_SOURCE EXTRACT_:
────────────────────────────────────────

Water as weapon

Neither international law nor the principle of equitable sharing permits the scrapping of the Indus Waters Treaty as a means of retaliation against Pakistan.

Published : Oct 12, 2016 12:30 IST

One of the first major water storage schemes to be built under the Indus Basin Development Fund in Mangla, Pakistan, in the 1960s. The river Jhelum is in the foreground; at extreme right is the Mangla Head Regulator and the canal.

One of the first major water storage schemes to be built under the Indus Basin Development Fund in Mangla, Pakistan, in the 1960s. The river Jhelum is in the foreground; at extreme right is the Mangla Head Regulator and the canal.

A river is more than an amenity; it is a treasure. It offers a necessity of life that must be rationed among those who have power over it. New York has the physical power to cut off all the water within its jurisdiction. But clearly the exercise of such a power to the destruction of the interest of lower states could not be tolerated. … The effort always is to secure an equitable appointment without quibbling over formulas. —Justice Oliver Wendell Holmes in New Jersey vs. New York 283 U.S. 336 (1931).

────────────────────────────────────────

_SOURCE MATERIAL_:
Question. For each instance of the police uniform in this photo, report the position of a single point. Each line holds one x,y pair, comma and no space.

────────────────────────────────────────

_TASK LIST_:
1) In the piece on the Indus Waters Treaty, which river appears in the foreground of the Mangla water storage scheme?
2) Reproduce the Indus Waters Treaty piece word for word, starting with "Water as weapon" and going on through "retaliation against Pakistan.".
3) Resume the Indus Waters Treaty piece, picking up after its final sentence.

_THE RESPONSES_:
1) The river Jhelum.

2)
Water as weapon

Neither international law nor the principle of equitable sharing permits the scrapping of the Indus Waters Treaty as a means of retaliation against Pakistan.

3)
ON September 18, four terrorists crossed the Line of Control (LoC) to attack the Indian Army’s Administrative Unit I in the Uri Sector, killing 19 soldiers and injuring 20. Three days later, the Government of India made it known to the press that it would consider “reviewing” the Indus Waters Treaty of 1960. News of these cerebral storms in South Block was plastered on the pages of all the newspapers. The adroit spokesman of the Ministry of External Affairs (MEA), Vikas Swarup, hinted darkly: “Eventually any cooperative arrangement [sic] requires goodwill and mutual trust” and “for any such treaty to work, it is important that there must be mutual cooperation and trust between both the sides. It cannot be a one-sided affair.” Why, the preamble of the treaty itself said that it was based on goodwill. So, indeed, are preambles of very many treaties. He refused to go further, teaching the press corps a lesson: “In diplomacy, everything is not spelt out.” No wonder foreign diplomats have, for years, ridiculed our diplomats’ penchant for legalese and splitting hairs.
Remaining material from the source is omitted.